> PASSAGE FOR REVIEW:

CASE STUDY
A Quantum Physical View of Time Crystals: OAV Air Bearing Used To Stabilize the Electrodynamic Shaker's Resonances for Experimentations on Non-Equilibrium Physics of Droplets
The Optical Sciences Centre at the Swinburne University of Technology in Melbourne, Australia aimed to better understand the behavior of liquid droplets bouncing on the surface of a fluid bath through a quantum physical lens. When droplets are subject to periodic forcing, they may begin to "walk" on the surface of the fluid, a result of each impact of the droplet with the fluid surface triggering a capillary wave, and the subsequent gradients in the fluid surface driving the planar motion of the droplets. The team characterized these droplets as "droplet time crystals" (DTC), which are periodically driven systems that exhibit a persistent oscillatory response with an integer multiple of the driving period. The main components of the experiment included the electrodynamic shaker, the OAV Air Bearing [OAVBX5050], the fluid bath, the droplet printer, and the optical imaging system used to observe and process the information from the experiments.
Using a custom optical table that rested on passive vibration isolation legs for elimination of external noise, the driving force was provided by an electrodynamic shaker bolted onto a layer cake structure, which rested on machine mounts. The shaker was connected to the OAV Air Bearing through a drive rod, and the air bearing was mounted on an aluminum plate on top of the optical table, connected to a high-purity compressed air supply. The fluid bath was leveled, and the air bearing assembly was clamped in place before the air bearing slider bar was connected to the drive rod. The design assembly can be seen in the below graphic.

> ENTRIES SUPPLIED:

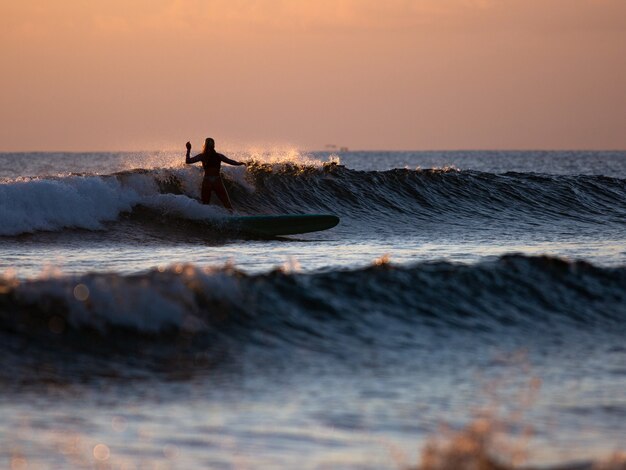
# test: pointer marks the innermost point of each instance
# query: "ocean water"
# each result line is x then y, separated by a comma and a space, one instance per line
469, 308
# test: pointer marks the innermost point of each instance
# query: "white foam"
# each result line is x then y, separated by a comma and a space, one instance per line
81, 202
182, 206
88, 201
150, 303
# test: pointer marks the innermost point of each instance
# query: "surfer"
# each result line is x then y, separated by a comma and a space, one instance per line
211, 162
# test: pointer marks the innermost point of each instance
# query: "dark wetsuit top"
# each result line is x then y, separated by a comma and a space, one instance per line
212, 161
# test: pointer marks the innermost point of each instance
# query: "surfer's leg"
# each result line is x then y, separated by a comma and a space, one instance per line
220, 190
206, 192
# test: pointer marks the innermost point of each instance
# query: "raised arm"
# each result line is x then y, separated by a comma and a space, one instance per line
225, 159
188, 159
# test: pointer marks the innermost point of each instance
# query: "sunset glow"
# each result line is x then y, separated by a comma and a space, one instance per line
430, 74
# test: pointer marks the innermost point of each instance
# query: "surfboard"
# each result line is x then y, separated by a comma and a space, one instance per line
276, 225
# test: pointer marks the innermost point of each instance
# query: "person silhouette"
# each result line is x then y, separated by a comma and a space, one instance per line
212, 181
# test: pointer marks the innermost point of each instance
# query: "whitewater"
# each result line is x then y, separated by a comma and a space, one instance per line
465, 297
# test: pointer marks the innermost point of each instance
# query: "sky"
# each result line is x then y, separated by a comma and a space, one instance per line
97, 75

> QUESTIONS TO ANSWER:
a. Answer these questions from the case study on droplet time crystals:
(i) At which university is the Optical Sciences Centre?
(ii) What was the air bearing connected to besides the drive rod?
(iii) What did the layer cake structure holding the shaker rest on?
b. Carry on the case study about droplet time crystals and the OAV Air Bearing, starting after its last sentence.

> ANSWER SET:
a.
(i) The Swinburne University of Technology in Melbourne, Australia.
(ii) A high-purity compressed air supply.
(iii) Machine mounts.

b.
The OAV Air Bearing was a crucial component in the assembly. Indeed, the OAVBX5050 was used to reduce the transverse vibrations through stabilization of the entire system due its smooth and ultra-precise frictionless motion. Frictionless motion in the axial direction prevented adverse motion in the transverse plane. The team chose an air bearing with a large enough surface area to maintain the total payload to a minimum, reducing the shaker resonances.
The fluid bath had a fluid containing diameter of 100 mm, with mass totaling to 570 g. It was mounted on an air bearing slider bar and was precisely aligned by tilting the whole optical table using a two-axis digital level. Vibrations of the bath were measured using two piezoelectric single-axis accelerometers. Droplets were introduced onto the fluid bath surface using a droplet printer consisting of a computer-controlled two-axis linear translation stage and a piezoelectric droplet generator. The droplet generator utilized a 35 mm diameter piezoelectric buzzer disk and M6 threaded brass nozzle with 0.1-1.0 mm nozzle size. The fluid was pumped into the generator by a peristaltic pump, and the fluid level was set using a micrometer translation stage. The droplets' motion was tracked via a top view camera and a side view camera.
In the experiment, multiple subsystems were used to control the data acquisition and measurement. A computer was used to generate the driving signal for the shaker and read the accelerometer data, both at a 32 kHz sampling rate. The signals were monitored using a digital storage oscilloscope and a software feedback loop maintained a fixed driving amplitude. A droplet printer was used to deposit droplets onto the fluid surface and two microcontrollers were used to monitor temperature probes and the droplet printer. The cameras were triggered manually and the images were processed manually. However, all subsystems were integrated and controlled by a single workstation. Baseline measurements were performed to characterize the mechanical resonance properties of the shaker and study its dependence on payload. The shaker resonances were found to conform to the expectations and were in good agreement with previous studies.
The laboratory had air conditioning system to maintain 0.5 °C temperature stability, monitored by two PT100 platinum RTD probes and a microcontroller. Calibration was done relative to each other at 21 °C ambient temperature. The fluid used for the experiments was silicone oil with density of 950 kg/m3 and viscosity of 20 cSt at 25 °C. The thermal characterization depicted that the temperature of the fluid and the air remained within the air conditioning system specifications. However, the high-speed imaging light (135 W LED) could generate turbulent air currents and affect the droplet dynamics, so it should only be turned on when necessary. These adverse effects can be eliminated by protecting the fluid bath with enclosures. Continuous measurement of fluid temperature is not necessary unless extreme precision is required.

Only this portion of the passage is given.